Transcribe the items line for line, from the very start of the items through the line containing "[153, 85, 212, 113]", with that line included. Leave the pictures out.

=-=-=-=-=

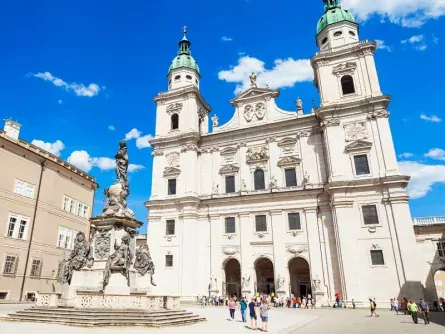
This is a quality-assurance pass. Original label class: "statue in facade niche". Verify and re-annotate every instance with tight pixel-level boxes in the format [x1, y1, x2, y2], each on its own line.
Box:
[103, 234, 133, 288]
[212, 114, 219, 128]
[249, 72, 257, 87]
[63, 232, 94, 284]
[101, 140, 134, 219]
[133, 245, 156, 286]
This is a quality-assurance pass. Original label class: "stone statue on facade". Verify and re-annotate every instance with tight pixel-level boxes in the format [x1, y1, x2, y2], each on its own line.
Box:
[102, 140, 135, 219]
[212, 114, 219, 128]
[103, 234, 133, 288]
[209, 273, 216, 290]
[241, 273, 250, 290]
[249, 72, 257, 87]
[277, 275, 285, 291]
[133, 245, 156, 286]
[63, 232, 94, 284]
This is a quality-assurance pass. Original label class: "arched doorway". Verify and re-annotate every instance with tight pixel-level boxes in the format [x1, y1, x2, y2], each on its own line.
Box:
[255, 257, 275, 294]
[288, 257, 312, 297]
[223, 259, 241, 297]
[434, 268, 445, 301]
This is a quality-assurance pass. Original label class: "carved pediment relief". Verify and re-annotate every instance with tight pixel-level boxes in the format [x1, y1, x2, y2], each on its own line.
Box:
[246, 146, 269, 163]
[219, 165, 239, 175]
[164, 167, 181, 177]
[345, 140, 372, 152]
[277, 155, 301, 167]
[343, 121, 369, 142]
[332, 62, 357, 77]
[166, 102, 182, 115]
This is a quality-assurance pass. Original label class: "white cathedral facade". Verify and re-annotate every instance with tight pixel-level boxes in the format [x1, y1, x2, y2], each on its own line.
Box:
[146, 0, 422, 305]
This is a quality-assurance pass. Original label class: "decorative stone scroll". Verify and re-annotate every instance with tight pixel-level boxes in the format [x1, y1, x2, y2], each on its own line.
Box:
[343, 121, 369, 142]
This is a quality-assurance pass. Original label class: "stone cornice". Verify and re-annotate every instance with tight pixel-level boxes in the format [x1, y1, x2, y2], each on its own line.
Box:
[0, 130, 99, 189]
[153, 85, 212, 113]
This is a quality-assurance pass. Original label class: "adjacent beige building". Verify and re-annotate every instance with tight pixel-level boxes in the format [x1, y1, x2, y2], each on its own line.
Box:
[0, 120, 98, 300]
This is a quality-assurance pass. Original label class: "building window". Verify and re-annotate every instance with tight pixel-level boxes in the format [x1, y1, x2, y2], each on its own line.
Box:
[341, 75, 355, 95]
[6, 214, 29, 239]
[253, 169, 266, 190]
[29, 259, 43, 277]
[255, 215, 267, 232]
[437, 241, 445, 257]
[287, 213, 301, 231]
[165, 219, 175, 235]
[225, 217, 235, 234]
[57, 227, 75, 249]
[165, 255, 173, 267]
[14, 180, 35, 198]
[284, 168, 297, 187]
[3, 254, 19, 275]
[226, 175, 235, 193]
[172, 114, 179, 130]
[354, 154, 370, 175]
[371, 250, 385, 266]
[362, 205, 379, 225]
[168, 179, 176, 195]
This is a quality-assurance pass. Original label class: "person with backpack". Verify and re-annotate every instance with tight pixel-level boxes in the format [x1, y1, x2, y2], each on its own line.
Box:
[369, 298, 379, 317]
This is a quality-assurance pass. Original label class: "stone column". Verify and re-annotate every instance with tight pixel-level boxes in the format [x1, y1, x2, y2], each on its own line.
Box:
[304, 207, 329, 306]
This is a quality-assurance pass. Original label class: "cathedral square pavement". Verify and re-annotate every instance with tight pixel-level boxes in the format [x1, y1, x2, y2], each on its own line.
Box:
[0, 305, 445, 334]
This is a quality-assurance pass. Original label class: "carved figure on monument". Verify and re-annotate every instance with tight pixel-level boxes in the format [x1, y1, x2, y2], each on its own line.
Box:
[101, 140, 134, 219]
[63, 232, 94, 284]
[94, 227, 111, 260]
[133, 245, 156, 286]
[212, 114, 219, 128]
[209, 273, 216, 290]
[249, 72, 257, 87]
[241, 273, 250, 290]
[103, 234, 133, 288]
[277, 275, 285, 291]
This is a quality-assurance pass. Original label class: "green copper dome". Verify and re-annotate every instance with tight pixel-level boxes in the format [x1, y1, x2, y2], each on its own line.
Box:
[317, 0, 355, 34]
[168, 28, 199, 74]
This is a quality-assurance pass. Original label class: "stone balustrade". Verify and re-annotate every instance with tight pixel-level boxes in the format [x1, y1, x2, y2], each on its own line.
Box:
[413, 216, 445, 226]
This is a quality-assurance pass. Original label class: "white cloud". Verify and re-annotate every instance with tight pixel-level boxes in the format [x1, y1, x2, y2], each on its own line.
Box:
[221, 36, 233, 42]
[375, 39, 392, 52]
[136, 135, 153, 149]
[341, 0, 445, 27]
[399, 161, 445, 199]
[30, 72, 100, 97]
[424, 148, 445, 161]
[399, 152, 414, 159]
[125, 129, 142, 140]
[31, 139, 65, 156]
[420, 114, 442, 123]
[67, 150, 145, 173]
[218, 56, 314, 94]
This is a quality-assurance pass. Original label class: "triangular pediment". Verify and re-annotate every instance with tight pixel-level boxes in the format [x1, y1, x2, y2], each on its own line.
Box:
[345, 140, 372, 152]
[164, 167, 181, 177]
[277, 155, 301, 166]
[230, 87, 280, 105]
[219, 165, 239, 175]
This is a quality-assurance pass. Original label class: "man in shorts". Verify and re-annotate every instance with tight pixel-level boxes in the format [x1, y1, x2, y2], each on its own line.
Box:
[249, 298, 256, 329]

=-=-=-=-=

* **RESULT FOR THIS TASK**:
This is a quality-assurance pass. Original label class: "statue in facade niche". Verify and re-annotate every instance with tight pixel-level boxes in the format [x1, y1, x2, y2], each on its own line.
Box:
[103, 234, 133, 288]
[212, 114, 219, 128]
[249, 72, 257, 87]
[63, 232, 94, 284]
[101, 140, 134, 219]
[133, 245, 156, 286]
This is a quality-assurance pass. Original label class: "stone statue on facade". Verify and re-annotate every instance with tight pixel-level boxes in the format [x1, y1, x2, y2], each on its own line.
Box:
[102, 140, 135, 219]
[212, 114, 219, 128]
[103, 234, 133, 288]
[209, 273, 216, 290]
[241, 273, 250, 290]
[249, 72, 257, 87]
[277, 275, 285, 291]
[133, 245, 156, 286]
[63, 232, 94, 284]
This is a quality-assurance pass. Original label class: "arched doorway". Verify and re-annotate every instance with tight pixel-level boxes in the format [x1, y1, x2, y2], each on its own line.
Box:
[255, 257, 275, 294]
[288, 257, 312, 297]
[223, 259, 241, 297]
[434, 268, 445, 301]
This is a quality-assurance pass. Original label class: "carved pediment relief". Verify and re-annotate every instance with tight pixel-level boxes in the format [x1, y1, x2, y2], each on its own line.
Box:
[246, 146, 269, 163]
[219, 165, 239, 175]
[164, 167, 181, 177]
[345, 140, 372, 152]
[277, 155, 301, 167]
[343, 121, 369, 142]
[332, 62, 357, 77]
[166, 102, 182, 115]
This is a quality-assurance pass. Original label class: "white cathedral facade". Verify and re-annotate every instance with tight pixel-level boxes in the format [x1, y1, x2, y2], each on its own line.
Box:
[146, 0, 422, 305]
This is a quality-assurance pass. Original label class: "decorative stone scroll". Verify and re-annotate every instance with tight pixel-level boxes in the format [x1, y1, x2, y2], each on its own line.
Box:
[343, 121, 369, 142]
This is a quality-assurance pass. Original label class: "stone cornice". Verify and re-annotate every instance with tight pixel-level boxes in the format [x1, y1, x2, y2], each on its own line.
Box:
[0, 130, 99, 189]
[153, 85, 212, 113]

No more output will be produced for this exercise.